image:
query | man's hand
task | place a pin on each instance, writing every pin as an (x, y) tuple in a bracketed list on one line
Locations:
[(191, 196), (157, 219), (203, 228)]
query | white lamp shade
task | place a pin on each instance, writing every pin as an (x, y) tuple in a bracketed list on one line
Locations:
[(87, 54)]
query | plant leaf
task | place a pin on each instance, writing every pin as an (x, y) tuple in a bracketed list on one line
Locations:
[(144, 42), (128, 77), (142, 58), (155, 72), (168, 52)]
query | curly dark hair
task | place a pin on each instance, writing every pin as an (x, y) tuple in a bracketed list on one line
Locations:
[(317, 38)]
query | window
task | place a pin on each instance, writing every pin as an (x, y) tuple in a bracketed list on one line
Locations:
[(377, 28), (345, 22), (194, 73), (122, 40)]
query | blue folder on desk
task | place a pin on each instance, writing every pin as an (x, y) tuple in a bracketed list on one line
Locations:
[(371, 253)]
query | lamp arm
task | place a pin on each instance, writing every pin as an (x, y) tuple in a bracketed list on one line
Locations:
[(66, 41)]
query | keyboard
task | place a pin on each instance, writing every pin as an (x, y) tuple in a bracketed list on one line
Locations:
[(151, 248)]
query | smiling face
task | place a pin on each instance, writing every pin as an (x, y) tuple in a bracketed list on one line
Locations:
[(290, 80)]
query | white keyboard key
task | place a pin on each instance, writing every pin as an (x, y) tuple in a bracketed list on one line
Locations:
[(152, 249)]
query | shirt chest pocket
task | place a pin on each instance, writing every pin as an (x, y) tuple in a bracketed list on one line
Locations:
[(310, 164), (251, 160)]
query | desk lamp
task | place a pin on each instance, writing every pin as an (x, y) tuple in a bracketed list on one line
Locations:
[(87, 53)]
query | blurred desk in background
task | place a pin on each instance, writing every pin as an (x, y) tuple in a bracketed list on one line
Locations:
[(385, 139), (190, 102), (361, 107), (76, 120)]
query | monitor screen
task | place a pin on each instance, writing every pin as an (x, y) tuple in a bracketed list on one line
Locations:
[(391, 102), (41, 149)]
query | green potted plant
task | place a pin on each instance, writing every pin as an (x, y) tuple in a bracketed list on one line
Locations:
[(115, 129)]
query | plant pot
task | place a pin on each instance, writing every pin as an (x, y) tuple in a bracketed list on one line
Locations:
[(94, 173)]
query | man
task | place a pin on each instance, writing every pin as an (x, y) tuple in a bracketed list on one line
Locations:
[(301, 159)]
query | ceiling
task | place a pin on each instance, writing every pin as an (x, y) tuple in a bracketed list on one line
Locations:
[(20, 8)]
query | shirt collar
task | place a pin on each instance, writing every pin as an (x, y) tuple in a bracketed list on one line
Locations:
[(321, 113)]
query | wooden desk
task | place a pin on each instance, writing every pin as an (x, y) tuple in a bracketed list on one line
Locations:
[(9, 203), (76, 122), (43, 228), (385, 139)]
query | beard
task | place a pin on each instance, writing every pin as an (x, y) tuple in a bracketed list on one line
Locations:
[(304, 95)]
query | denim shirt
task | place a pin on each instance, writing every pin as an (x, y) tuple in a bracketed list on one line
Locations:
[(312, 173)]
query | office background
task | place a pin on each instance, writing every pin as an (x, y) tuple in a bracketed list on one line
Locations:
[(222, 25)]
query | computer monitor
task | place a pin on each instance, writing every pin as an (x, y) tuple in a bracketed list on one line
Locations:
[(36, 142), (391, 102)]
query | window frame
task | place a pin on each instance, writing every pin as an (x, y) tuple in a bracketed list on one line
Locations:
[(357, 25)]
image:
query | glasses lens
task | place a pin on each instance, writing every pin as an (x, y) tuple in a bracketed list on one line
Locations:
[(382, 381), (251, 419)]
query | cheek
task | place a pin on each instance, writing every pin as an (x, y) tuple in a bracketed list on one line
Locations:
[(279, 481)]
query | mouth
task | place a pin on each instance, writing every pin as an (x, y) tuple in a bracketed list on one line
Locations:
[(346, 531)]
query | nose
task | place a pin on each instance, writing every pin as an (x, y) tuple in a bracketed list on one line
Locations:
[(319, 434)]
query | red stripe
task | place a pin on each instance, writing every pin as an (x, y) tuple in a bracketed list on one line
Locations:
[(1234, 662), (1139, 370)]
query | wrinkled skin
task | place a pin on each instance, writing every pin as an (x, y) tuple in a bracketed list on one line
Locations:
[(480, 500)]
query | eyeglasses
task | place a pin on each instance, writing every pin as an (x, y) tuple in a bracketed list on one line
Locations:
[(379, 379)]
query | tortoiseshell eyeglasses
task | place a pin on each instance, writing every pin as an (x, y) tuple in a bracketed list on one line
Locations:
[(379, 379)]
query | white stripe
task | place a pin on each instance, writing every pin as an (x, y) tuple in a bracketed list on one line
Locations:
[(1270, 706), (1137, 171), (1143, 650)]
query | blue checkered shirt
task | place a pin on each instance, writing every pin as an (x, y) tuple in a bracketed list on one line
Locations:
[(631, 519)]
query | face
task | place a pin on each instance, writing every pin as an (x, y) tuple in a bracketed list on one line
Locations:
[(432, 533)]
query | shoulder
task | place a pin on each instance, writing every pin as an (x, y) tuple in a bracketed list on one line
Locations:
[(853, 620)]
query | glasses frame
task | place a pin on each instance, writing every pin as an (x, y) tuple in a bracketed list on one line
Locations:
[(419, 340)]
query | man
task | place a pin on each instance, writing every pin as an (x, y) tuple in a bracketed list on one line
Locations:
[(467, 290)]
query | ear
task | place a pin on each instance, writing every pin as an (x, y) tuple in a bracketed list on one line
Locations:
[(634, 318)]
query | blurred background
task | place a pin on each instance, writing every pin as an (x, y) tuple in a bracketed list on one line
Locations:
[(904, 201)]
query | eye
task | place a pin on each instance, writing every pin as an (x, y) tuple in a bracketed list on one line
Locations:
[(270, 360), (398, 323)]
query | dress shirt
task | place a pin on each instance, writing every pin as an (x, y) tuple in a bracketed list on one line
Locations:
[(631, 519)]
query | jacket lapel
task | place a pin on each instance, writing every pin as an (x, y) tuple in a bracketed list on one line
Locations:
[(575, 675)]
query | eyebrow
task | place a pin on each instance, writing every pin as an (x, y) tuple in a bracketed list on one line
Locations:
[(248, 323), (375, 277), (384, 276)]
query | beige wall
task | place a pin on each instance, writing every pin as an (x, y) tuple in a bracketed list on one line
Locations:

++++++++++

Starting at the line that contains "query | denim shirt" and stopping after the line that contains "query | office background", write out every line exactly as it appears above, and no other line.

Output for this task:
query | denim shirt
task | place a pin on each instance, writing every pin as an (x, y) tuple in a bracketed list on one line
Locations:
[(312, 173)]
query | office background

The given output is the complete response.